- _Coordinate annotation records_
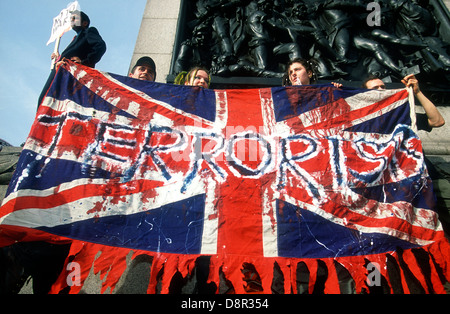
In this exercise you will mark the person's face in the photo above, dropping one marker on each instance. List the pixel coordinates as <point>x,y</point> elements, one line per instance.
<point>143,72</point>
<point>201,78</point>
<point>298,74</point>
<point>375,84</point>
<point>75,21</point>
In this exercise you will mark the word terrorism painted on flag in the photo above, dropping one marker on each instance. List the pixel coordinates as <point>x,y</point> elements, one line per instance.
<point>272,185</point>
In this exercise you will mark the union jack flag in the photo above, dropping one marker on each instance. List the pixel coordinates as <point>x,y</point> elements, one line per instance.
<point>285,175</point>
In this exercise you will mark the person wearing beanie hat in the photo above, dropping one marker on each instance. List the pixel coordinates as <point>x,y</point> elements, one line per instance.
<point>144,69</point>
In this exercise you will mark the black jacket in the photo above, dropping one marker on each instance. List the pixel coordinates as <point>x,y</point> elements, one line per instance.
<point>88,45</point>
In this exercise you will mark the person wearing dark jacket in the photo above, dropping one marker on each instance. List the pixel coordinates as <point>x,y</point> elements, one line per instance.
<point>87,46</point>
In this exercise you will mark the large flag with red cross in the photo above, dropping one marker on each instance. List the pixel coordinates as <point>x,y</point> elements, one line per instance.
<point>282,178</point>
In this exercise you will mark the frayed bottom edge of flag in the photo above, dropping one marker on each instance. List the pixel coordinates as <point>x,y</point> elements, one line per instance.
<point>411,271</point>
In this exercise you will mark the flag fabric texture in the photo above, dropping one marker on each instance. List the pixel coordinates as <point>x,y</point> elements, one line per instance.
<point>302,180</point>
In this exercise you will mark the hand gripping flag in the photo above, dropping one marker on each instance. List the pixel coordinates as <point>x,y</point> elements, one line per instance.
<point>313,184</point>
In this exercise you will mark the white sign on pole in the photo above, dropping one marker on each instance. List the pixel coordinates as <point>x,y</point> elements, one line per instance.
<point>61,23</point>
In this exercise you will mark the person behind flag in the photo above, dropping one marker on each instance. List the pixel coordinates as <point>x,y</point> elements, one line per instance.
<point>300,71</point>
<point>197,76</point>
<point>144,69</point>
<point>432,118</point>
<point>87,45</point>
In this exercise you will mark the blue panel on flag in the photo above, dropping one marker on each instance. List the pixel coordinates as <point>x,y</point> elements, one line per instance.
<point>172,228</point>
<point>65,86</point>
<point>194,100</point>
<point>43,173</point>
<point>386,123</point>
<point>413,190</point>
<point>304,234</point>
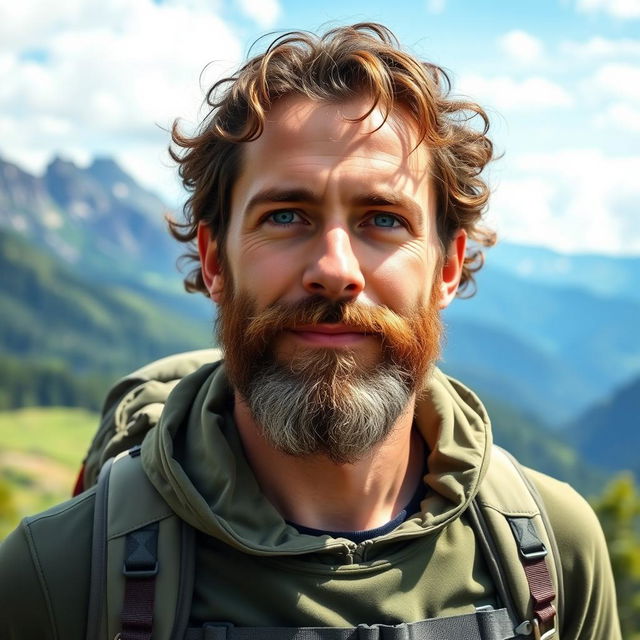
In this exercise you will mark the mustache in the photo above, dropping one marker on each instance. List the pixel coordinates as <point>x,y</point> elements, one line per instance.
<point>393,328</point>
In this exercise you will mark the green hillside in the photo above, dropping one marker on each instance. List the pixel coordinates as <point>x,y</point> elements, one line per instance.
<point>534,445</point>
<point>608,434</point>
<point>42,450</point>
<point>51,313</point>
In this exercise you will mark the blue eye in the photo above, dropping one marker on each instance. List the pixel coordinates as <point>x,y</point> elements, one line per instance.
<point>384,220</point>
<point>283,217</point>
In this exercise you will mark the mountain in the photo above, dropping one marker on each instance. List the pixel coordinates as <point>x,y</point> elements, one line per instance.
<point>50,313</point>
<point>551,333</point>
<point>606,276</point>
<point>97,219</point>
<point>608,434</point>
<point>555,348</point>
<point>534,445</point>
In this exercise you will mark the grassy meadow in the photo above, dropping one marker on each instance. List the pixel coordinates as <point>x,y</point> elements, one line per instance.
<point>41,450</point>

- _WRITTEN INSTRUCTION_
Quote the material exactly. Pictures stay out.

- _RESPONSE TO THE TASK_
In this exercise you will mark the person's face in the photo above, dropping one marker on each instance. List the pixel coordinates as <point>x,y</point> elements, one line per instance.
<point>143,72</point>
<point>201,78</point>
<point>298,74</point>
<point>375,84</point>
<point>75,21</point>
In this exercise you will mark the word terrorism painted on flag in the photo above, dropping one marker on each instance. List the pixel coordinates as <point>x,y</point> elements, one line per instance.
<point>272,185</point>
In this exercise you will mark the union jack flag in the photo above, dropping one marker on each instance. List the pixel coordinates as <point>x,y</point> elements, one line per instance.
<point>285,175</point>
In this exercise you will mark the person wearing beanie hat in the photo above, dropping one marker on each instance. List the pixel coordinates as <point>x,y</point> elements, one line per instance.
<point>144,69</point>
In this exercise you will mark the black jacket in the photo above, dropping one marker on each instance. List the pixel coordinates as <point>x,y</point> elements, one line per instance.
<point>88,45</point>
In this exercise you will mark the person wearing dark jacket in the photo above, dropping one marker on each instance. List the pixel coordinates as <point>x,y</point> elements, one line per instance.
<point>87,46</point>
In this exercise you will mark the large flag with red cross in the photo above, dropping one marker on each instance. List the pixel coordinates as <point>x,y</point> elements, one line per instance.
<point>282,178</point>
In this exercise you will mark the frayed bottom edge of flag in the photo above, dropping one marker on each instance. List the pixel coordinates as <point>x,y</point> elements, one line per instance.
<point>411,271</point>
In this exercise you will mark the flag fabric texture in the photo above, dropping one marker on each instance. List the pixel coordinates as <point>x,y</point> elements, one line per instance.
<point>302,180</point>
In this exercise you will mark the hand gripping flag in the photo above, dropping one marker on each instance. List the pixel coordinates as <point>x,y</point> elements, one line per instance.
<point>313,184</point>
In this exercise you will mark the white sign on pole in the photo above, dropping one marker on each instance. List the pixel coordinates as <point>x,y</point> elements, one line per instance.
<point>61,23</point>
In this exercise you will mark the person behind flag in the photo above, dropping one marker on each instance. List the pixel coordinates as <point>x,y</point> elements, one line per instance.
<point>300,71</point>
<point>197,76</point>
<point>144,69</point>
<point>432,118</point>
<point>87,45</point>
In this exercise you will mark the blue panel on flag in the photo above, dropping one marker on each instance. List the pixel coordinates as <point>x,y</point> elements, one line per instance.
<point>172,228</point>
<point>65,86</point>
<point>194,100</point>
<point>43,173</point>
<point>386,123</point>
<point>413,190</point>
<point>304,234</point>
In this exercise you will mark the mustache in the photo above, dropping one marker on each instance. List the pixel coordinates as <point>x,y</point> elements, one line per instance.
<point>393,328</point>
In this exercise you will mark the green hillside in the photo above, dropping one marker on each instance. List the pixel coordinates as <point>x,y</point> elements, one line per instance.
<point>534,445</point>
<point>608,434</point>
<point>42,450</point>
<point>51,313</point>
In this exercise you will mark the blue eye in the photo above, dropping one marker on each instance. List the pixel coordinates as <point>x,y</point> elements, one line per instance.
<point>384,220</point>
<point>283,217</point>
In this exercise you will mark the mountain in the photo above, dropping one marker on each instance. List the pixel coordinates as <point>x,y</point> elements, one line per instance.
<point>50,313</point>
<point>551,333</point>
<point>606,276</point>
<point>97,219</point>
<point>608,434</point>
<point>555,348</point>
<point>534,445</point>
In this exercise you will mark the grassy meadow in the photo above, dropping one marker on each instance. List the pixel coordinates as <point>x,y</point> elements, one line per instance.
<point>41,450</point>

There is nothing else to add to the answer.